====== Text passage
T D Noakes, Discovery Health chair of exercise and sports science (2012) BMJ 2012;345:e4171
Water is the major constituent of the human body and the total body water content is tightly regulated. The goal is to ensure that the water content of the cells and hence their size remains within a homeostatically regulated range.
Humans evolved as long distance persistence hunters on the arid savannahs of south and east Africa. We inherited the capacity to regulate our body temperatures during prolonged exercise in dry heat despite quite large reductions in total body water—no other mammal has the equivalent capacity.
Humans do not regulate fluid balance on a moment to moment basis. Because of our evolutionary history, we are delayed drinkers and correct the fluid deficits generated by exercise at, for example, the next meal, when the electrolyte (principally sodium but also potassium) deficits are also corrected.1 As a result, there is no need to completely replace any fluid deficit as it develops either at rest or during exercise. Instead people optimise their hydration status by drinking according to the dictates of thirst.
============
====== Listed entries
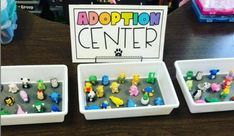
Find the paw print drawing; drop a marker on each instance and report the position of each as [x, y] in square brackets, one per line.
[118, 52]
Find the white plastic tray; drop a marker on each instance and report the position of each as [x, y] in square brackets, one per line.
[112, 70]
[11, 74]
[182, 66]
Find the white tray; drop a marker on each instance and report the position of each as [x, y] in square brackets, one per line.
[11, 74]
[112, 70]
[182, 66]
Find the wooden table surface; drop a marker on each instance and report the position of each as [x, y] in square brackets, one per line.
[38, 41]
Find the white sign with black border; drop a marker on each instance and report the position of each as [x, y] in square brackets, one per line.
[114, 33]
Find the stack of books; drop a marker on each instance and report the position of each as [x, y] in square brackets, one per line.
[214, 10]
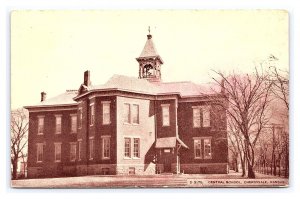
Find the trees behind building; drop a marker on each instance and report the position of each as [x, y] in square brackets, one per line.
[257, 127]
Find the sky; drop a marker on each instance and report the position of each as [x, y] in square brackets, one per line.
[50, 50]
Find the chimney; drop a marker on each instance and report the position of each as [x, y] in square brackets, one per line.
[223, 86]
[87, 81]
[43, 96]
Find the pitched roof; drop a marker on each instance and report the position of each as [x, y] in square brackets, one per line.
[185, 89]
[65, 98]
[133, 84]
[125, 83]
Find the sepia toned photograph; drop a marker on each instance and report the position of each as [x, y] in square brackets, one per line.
[149, 98]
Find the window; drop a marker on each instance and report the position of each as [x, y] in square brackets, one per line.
[40, 151]
[127, 113]
[131, 170]
[58, 124]
[135, 114]
[165, 114]
[80, 117]
[92, 114]
[202, 148]
[105, 171]
[73, 151]
[106, 112]
[136, 147]
[207, 148]
[79, 149]
[197, 149]
[57, 152]
[196, 117]
[73, 123]
[91, 147]
[127, 148]
[206, 116]
[199, 111]
[40, 124]
[105, 147]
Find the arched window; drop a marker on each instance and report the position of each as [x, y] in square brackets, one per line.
[148, 70]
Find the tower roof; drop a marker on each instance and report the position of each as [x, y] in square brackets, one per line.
[149, 50]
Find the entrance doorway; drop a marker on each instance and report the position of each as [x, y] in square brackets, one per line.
[167, 160]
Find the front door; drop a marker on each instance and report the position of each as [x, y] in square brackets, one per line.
[167, 160]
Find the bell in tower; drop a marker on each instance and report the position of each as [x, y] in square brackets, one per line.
[149, 61]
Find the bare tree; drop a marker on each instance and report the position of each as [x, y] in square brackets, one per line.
[19, 132]
[280, 82]
[236, 144]
[248, 97]
[280, 91]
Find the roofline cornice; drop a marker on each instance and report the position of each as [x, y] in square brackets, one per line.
[51, 106]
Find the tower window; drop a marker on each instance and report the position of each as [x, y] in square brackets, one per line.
[148, 70]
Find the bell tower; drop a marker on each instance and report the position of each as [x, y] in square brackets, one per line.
[149, 61]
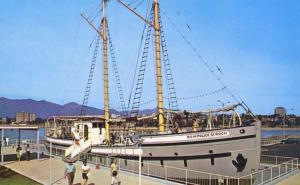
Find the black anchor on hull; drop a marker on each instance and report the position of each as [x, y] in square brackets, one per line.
[240, 163]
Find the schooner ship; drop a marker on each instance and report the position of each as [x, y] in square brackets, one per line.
[232, 150]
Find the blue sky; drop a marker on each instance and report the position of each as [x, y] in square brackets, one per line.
[45, 54]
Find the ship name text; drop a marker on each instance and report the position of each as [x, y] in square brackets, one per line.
[208, 135]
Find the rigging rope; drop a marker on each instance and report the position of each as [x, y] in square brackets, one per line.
[201, 58]
[137, 60]
[116, 73]
[188, 97]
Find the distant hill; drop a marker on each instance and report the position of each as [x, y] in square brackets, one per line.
[45, 109]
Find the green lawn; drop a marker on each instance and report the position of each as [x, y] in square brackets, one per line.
[9, 177]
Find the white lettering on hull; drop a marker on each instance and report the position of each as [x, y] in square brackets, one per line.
[208, 135]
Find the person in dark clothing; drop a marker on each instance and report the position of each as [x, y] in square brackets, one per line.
[27, 149]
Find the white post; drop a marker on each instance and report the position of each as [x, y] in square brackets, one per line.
[279, 170]
[50, 160]
[271, 173]
[140, 165]
[148, 169]
[38, 142]
[140, 162]
[186, 176]
[2, 134]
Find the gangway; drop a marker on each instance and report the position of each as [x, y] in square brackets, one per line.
[73, 152]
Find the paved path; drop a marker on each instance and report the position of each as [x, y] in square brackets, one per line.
[292, 180]
[39, 170]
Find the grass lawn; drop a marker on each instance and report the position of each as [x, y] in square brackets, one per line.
[9, 177]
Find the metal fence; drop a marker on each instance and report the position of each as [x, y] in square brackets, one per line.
[272, 168]
[276, 167]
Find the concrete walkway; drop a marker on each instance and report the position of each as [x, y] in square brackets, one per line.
[292, 180]
[39, 170]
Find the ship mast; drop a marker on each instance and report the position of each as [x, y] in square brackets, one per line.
[161, 124]
[105, 72]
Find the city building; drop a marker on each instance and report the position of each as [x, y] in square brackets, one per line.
[281, 111]
[3, 120]
[23, 117]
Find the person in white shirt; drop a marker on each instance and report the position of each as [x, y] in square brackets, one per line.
[85, 172]
[114, 172]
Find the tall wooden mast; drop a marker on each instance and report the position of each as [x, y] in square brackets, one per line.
[161, 124]
[105, 72]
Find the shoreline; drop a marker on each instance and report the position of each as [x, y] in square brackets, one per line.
[278, 128]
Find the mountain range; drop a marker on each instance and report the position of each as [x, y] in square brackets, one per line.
[44, 109]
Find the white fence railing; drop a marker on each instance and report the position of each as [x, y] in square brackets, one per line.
[272, 169]
[277, 168]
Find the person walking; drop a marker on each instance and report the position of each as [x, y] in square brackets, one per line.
[85, 172]
[27, 150]
[70, 172]
[19, 152]
[114, 173]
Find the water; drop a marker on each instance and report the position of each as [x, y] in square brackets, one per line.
[24, 134]
[268, 133]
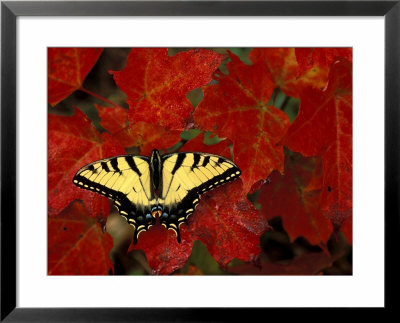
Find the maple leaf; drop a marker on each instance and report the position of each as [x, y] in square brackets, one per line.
[289, 196]
[77, 244]
[288, 75]
[157, 84]
[309, 58]
[237, 108]
[323, 127]
[67, 69]
[306, 264]
[141, 134]
[73, 142]
[225, 221]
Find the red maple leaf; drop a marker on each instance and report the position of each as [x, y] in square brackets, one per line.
[77, 245]
[306, 264]
[288, 196]
[237, 108]
[323, 128]
[67, 69]
[141, 134]
[73, 142]
[225, 221]
[157, 84]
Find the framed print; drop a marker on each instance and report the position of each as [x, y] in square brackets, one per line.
[212, 167]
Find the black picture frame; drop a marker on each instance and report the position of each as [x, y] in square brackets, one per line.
[10, 10]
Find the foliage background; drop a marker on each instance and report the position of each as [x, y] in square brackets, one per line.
[280, 254]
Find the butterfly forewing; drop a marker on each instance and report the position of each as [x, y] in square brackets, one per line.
[126, 180]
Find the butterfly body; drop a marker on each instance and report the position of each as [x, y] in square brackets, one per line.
[165, 187]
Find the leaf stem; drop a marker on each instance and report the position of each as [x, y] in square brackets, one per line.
[100, 97]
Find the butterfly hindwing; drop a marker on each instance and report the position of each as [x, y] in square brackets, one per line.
[127, 181]
[185, 176]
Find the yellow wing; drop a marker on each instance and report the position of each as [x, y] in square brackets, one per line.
[127, 181]
[184, 177]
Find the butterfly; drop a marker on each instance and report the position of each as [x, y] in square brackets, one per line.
[164, 186]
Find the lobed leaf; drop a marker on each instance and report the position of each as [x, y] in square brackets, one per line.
[157, 84]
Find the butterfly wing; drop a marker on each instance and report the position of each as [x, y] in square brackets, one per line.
[185, 176]
[127, 181]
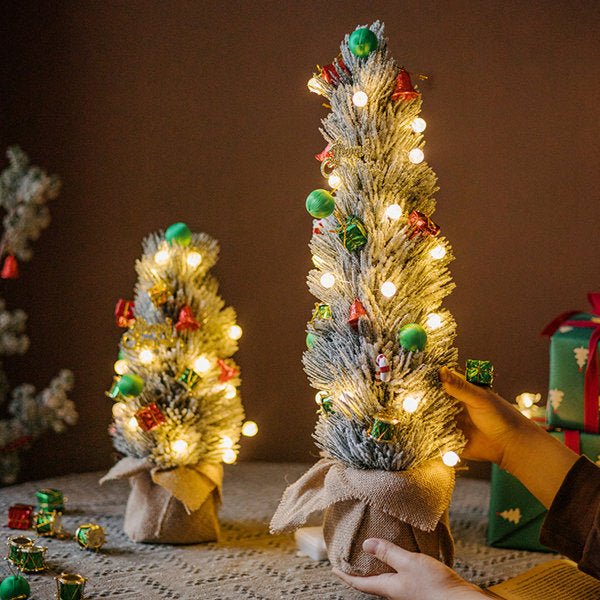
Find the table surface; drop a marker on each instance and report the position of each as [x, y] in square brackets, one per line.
[247, 562]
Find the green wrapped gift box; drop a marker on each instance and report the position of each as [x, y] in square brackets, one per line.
[569, 349]
[515, 516]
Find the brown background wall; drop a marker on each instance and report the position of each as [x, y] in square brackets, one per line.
[154, 112]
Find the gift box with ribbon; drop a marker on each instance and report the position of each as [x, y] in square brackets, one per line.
[515, 515]
[574, 377]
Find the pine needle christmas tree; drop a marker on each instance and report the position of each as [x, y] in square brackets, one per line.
[177, 412]
[378, 334]
[24, 193]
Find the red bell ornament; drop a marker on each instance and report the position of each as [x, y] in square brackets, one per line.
[186, 321]
[357, 310]
[404, 89]
[10, 269]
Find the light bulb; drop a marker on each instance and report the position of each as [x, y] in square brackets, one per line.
============
◆ Task instructions ◆
1. Answer the following questions using the text on human body water.
(a) As what kind of hunters did humans evolve?
(b) Which electrolytes are named as being corrected along with fluid deficits?
(c) According to what do people optimise their hydration status?
2. From the text on human body water, extract the portion from "Humans do not" up to and including "dictates of thirst.".
3. Extend the text on human body water, beginning immediately after its final sentence.

◆ Responses by item number ◆
1.
(a) Long distance persistence hunters on the arid savannahs of south and east Africa.
(b) Principally sodium, but also potassium.
(c) The dictates of thirst.

2.
Humans do not regulate fluid balance on a moment to moment basis. Because of our evolutionary history, we are delayed drinkers and correct the fluid deficits generated by exercise at, for example, the next meal, when the electrolyte (principally sodium but also potassium) deficits are also corrected.1 As a result, there is no need to completely replace any fluid deficit as it develops either at rest or during exercise. Instead people optimise their hydration status by drinking according to the dictates of thirst.

3.
Over the past 40 years humans have been misled—mainly by the marketing departments of companies selling sports drinks—to believe that they need to drink to stay “ahead of thirst” to be optimally hydrated. In fact, relatively small increases in total body water can be fatal. A 2% increase in total body water produces generalised oedema that can impair athletic and mental performance; greater levels of overhydration result in hyponatraemic encephalopathy— severe cerebral oedema that produces confusion, seizures, coma, and ultimately death from respiratory arrest.